─── RECORDS SHOWN ───

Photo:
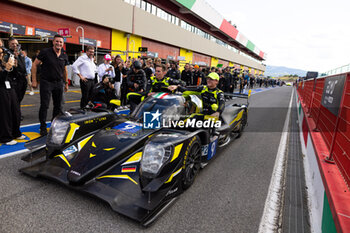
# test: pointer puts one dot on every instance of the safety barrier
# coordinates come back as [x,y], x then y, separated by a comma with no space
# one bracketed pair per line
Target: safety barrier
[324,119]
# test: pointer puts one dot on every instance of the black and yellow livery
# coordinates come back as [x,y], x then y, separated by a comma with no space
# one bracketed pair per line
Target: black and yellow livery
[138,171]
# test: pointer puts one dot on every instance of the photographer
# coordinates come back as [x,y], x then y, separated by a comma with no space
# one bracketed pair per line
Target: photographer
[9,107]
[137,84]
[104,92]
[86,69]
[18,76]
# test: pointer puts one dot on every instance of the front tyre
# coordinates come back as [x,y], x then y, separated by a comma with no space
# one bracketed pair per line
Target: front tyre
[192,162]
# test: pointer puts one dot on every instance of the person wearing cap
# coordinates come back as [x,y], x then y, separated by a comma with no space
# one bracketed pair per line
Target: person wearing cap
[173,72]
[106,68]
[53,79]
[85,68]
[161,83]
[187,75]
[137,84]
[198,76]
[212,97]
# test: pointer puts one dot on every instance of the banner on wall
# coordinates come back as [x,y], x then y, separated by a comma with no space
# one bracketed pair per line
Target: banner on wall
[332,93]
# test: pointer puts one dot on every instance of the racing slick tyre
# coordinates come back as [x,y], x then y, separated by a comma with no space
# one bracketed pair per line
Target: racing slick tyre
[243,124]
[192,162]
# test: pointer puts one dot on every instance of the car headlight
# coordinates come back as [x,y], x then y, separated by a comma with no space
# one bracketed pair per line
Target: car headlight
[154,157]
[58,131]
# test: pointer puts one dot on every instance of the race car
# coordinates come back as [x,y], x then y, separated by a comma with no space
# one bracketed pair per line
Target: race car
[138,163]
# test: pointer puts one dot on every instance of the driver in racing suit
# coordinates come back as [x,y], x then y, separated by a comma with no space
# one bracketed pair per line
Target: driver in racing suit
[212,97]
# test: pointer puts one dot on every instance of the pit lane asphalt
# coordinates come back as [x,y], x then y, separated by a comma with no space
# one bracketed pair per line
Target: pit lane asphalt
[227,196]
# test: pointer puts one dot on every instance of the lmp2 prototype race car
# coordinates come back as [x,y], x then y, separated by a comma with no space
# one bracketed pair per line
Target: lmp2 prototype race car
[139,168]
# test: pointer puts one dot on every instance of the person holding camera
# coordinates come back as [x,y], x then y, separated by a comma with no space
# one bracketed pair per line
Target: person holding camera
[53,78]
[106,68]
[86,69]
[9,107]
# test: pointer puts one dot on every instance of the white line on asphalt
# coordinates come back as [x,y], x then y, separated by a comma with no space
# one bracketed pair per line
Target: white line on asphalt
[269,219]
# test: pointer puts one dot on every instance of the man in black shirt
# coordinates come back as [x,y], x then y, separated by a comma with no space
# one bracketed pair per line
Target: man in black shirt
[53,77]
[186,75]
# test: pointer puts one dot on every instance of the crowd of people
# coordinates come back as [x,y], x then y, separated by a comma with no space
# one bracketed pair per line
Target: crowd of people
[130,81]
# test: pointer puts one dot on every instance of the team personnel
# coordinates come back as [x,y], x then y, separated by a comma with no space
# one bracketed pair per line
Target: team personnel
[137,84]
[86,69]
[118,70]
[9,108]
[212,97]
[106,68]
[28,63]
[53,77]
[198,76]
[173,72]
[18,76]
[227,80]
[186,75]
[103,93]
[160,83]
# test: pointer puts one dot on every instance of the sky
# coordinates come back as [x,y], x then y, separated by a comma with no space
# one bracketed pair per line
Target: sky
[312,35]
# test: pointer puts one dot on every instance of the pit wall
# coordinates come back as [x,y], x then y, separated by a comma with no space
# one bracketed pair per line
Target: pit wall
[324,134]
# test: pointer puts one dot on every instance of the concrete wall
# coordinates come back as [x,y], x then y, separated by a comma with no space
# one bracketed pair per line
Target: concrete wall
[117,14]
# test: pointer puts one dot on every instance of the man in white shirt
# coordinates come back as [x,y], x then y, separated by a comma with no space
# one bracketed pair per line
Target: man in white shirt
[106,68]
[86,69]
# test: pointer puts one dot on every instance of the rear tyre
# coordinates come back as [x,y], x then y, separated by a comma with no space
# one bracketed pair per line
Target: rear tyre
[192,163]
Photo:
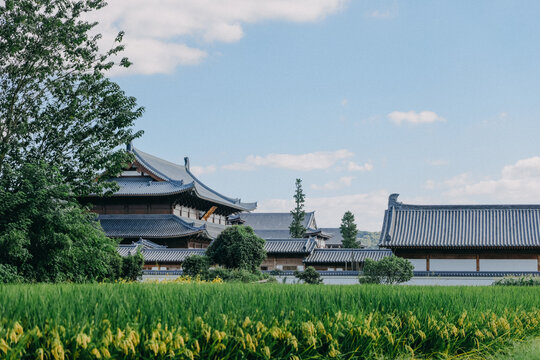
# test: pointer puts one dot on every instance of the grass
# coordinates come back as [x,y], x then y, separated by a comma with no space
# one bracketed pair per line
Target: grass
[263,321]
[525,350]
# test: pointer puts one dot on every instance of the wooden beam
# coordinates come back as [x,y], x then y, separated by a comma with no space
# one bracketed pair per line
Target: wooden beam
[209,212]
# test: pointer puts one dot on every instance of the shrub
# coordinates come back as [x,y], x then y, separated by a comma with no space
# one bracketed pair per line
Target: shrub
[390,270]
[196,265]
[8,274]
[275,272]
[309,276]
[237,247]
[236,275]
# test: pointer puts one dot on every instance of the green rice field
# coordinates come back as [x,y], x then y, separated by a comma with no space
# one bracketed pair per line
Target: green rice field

───

*TASK DESCRIPTION*: Give back exactly the lines of the listing above that run from the line with "Target: safety barrier" to the line with "of the photographer", inclusive.

*OUTPUT BELOW*:
Target: safety barrier
[324,119]
# test: pointer puts one dot on every instance of the black and yellow livery
# coordinates come back as [x,y], x then y, separated by a comma with no space
# one bracketed pair per line
Target: black and yellow livery
[138,171]
# test: pointer puts one dot on every instance of the photographer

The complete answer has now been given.